═══ Study material ═══

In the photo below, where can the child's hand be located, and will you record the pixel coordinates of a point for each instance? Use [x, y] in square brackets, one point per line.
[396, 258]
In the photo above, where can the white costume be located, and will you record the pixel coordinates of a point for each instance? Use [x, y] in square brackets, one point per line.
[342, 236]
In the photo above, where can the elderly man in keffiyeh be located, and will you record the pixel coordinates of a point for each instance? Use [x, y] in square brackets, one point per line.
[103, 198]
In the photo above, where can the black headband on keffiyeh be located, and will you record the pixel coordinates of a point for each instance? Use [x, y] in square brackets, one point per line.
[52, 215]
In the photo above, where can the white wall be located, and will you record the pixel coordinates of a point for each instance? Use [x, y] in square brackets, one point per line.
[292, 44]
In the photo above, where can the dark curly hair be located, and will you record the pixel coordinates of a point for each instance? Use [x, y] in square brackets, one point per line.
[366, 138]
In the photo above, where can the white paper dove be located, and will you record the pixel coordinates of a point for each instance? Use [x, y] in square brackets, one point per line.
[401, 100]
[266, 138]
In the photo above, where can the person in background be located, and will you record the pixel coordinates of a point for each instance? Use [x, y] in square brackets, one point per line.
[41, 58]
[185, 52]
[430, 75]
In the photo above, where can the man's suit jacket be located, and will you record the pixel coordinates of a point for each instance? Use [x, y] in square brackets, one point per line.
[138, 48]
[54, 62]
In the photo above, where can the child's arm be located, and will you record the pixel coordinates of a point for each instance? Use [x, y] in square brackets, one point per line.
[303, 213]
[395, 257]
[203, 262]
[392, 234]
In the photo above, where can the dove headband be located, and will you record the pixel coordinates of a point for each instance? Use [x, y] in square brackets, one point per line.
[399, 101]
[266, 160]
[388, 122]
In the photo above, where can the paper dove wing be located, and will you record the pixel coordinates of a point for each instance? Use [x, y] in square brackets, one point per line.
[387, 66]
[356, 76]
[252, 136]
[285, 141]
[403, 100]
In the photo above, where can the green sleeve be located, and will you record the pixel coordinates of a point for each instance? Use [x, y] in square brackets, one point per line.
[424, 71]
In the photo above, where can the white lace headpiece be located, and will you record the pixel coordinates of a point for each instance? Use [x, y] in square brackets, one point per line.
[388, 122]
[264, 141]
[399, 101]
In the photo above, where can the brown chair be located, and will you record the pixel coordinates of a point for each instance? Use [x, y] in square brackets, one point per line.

═══

Work instructions: Please transcribe word for word the lines from the line with "In the photo above, where can the green" to the end of the material, both ends included.

Answer section:
In the photo above, where can the green sleeve be located, and will you record the pixel coordinates of a point for each instance? Use [x, y] in square brackets, one point per line.
[424, 71]
In the photo above, where can the white lace headpiece be located, and will you record the pixel coordinates of a point for each instance? Use [x, y] in square brackets, one point per line.
[388, 122]
[264, 141]
[399, 101]
In the photo above, where can the brown chair be located, and will you record the pixel coordinates of a point for each instance? Use [x, y] in square brackets, one point per line.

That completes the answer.